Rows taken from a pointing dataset
========================

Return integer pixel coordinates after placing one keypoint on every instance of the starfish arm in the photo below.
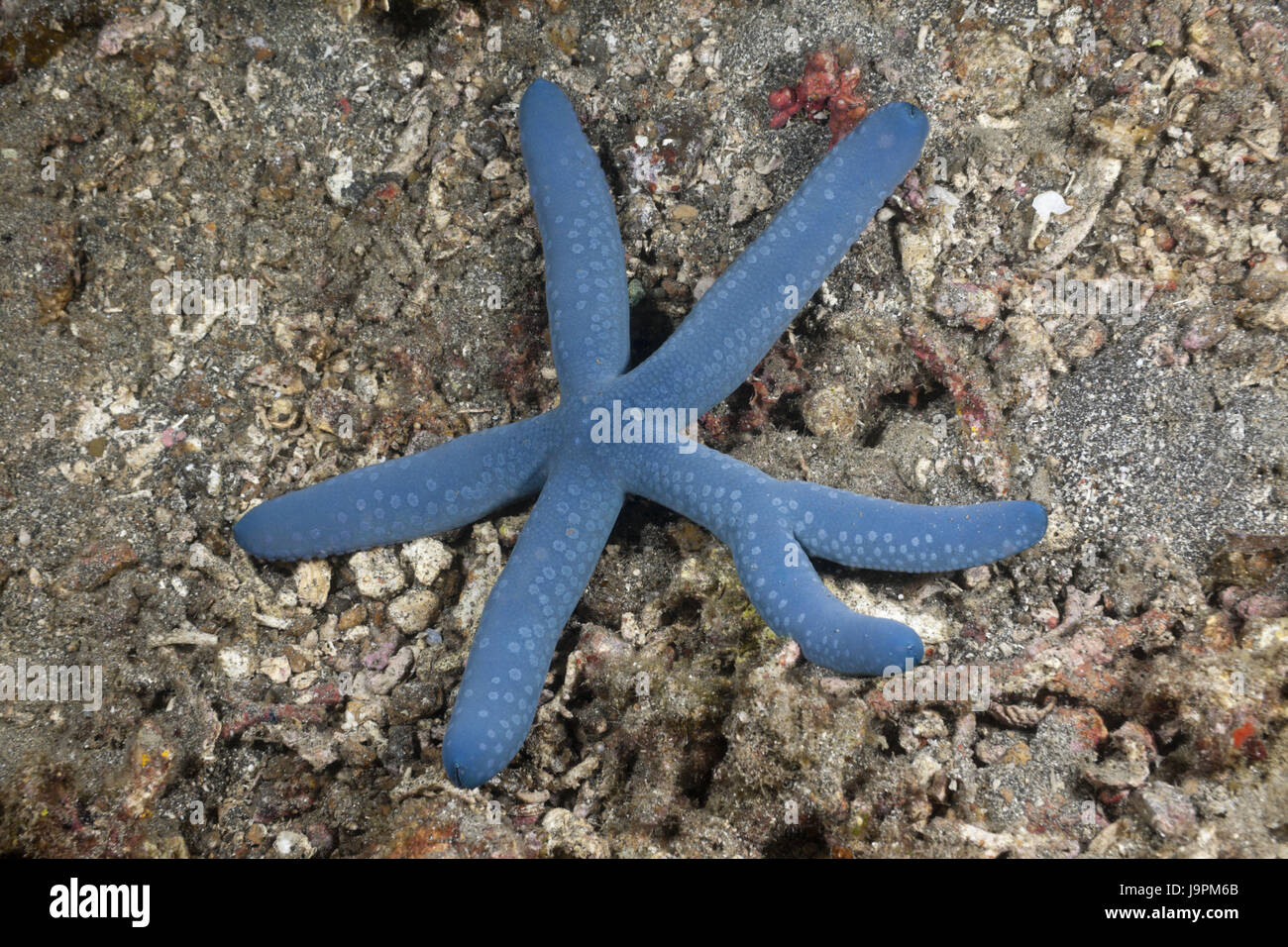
(585, 263)
(523, 617)
(751, 304)
(876, 534)
(447, 486)
(747, 510)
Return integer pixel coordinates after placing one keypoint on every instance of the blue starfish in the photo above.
(618, 432)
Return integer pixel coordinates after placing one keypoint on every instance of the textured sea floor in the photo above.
(364, 169)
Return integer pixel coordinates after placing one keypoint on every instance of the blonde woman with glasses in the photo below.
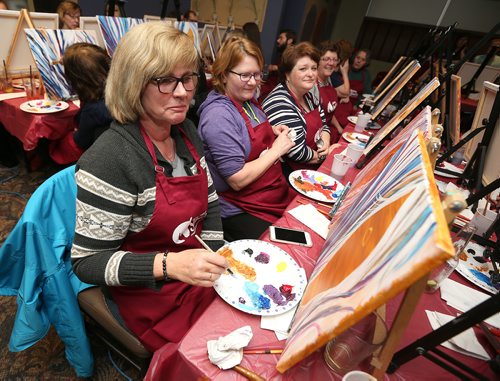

========================

■ **THE TASK**: Gather every line of the listing that contains the string "above", treating uppercase and lowercase letters as different.

■ **COMPLETE RESPONSE**:
Return integer pixel coordinates after placing one keypoint on every instance of the blue starfish in the photo above.
Return integer pixel coordinates after placing one keypoint on every instance of the textured sea floor in the photo above.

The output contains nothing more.